══ MATERIAL

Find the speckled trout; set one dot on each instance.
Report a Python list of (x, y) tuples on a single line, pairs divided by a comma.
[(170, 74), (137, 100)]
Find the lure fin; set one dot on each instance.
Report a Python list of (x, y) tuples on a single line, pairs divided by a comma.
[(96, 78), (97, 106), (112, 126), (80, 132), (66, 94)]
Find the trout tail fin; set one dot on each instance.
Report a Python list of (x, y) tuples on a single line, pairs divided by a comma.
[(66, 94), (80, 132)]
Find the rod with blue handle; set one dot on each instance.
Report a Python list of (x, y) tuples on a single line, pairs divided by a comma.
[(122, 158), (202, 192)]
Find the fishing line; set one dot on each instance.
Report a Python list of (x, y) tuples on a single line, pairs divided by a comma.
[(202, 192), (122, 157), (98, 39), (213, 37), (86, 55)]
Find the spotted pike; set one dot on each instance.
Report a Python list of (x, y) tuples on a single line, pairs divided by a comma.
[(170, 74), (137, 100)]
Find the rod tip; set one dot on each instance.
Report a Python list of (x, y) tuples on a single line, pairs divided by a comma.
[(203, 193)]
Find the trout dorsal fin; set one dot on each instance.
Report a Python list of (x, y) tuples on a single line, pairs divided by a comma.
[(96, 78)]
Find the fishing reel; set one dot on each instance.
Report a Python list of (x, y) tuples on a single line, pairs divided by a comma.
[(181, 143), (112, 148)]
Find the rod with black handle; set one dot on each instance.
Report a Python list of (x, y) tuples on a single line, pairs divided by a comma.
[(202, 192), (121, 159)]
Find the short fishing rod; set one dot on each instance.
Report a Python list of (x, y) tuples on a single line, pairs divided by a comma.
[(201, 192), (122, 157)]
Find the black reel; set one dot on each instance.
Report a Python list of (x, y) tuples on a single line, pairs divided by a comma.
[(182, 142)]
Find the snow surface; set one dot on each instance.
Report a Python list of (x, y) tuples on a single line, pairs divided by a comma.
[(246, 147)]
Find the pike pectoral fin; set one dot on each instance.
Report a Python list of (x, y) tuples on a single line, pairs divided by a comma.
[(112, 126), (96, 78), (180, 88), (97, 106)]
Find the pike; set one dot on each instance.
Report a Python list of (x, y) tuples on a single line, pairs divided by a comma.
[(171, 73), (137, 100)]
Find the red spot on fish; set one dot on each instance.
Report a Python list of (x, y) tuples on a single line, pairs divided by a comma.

════

**GIVEN TASK:**
Output as a JSON list of strings the rows from the line with "Find the pike; set one dot on each instance." through the end of the rows, one string per line and blank lines left out.

**RESULT FOR THIS EXERCISE:**
[
  "Find the pike; set one dot on each instance.",
  "Report a Python list of (x, y) tuples on a single line, pairs divided by a comma.",
  "[(171, 73), (137, 100)]",
  "Find the red spot on fish; set one dot on each instance.",
  "Report a Python list of (x, y) tuples on a single line, pairs divided by a comma."
]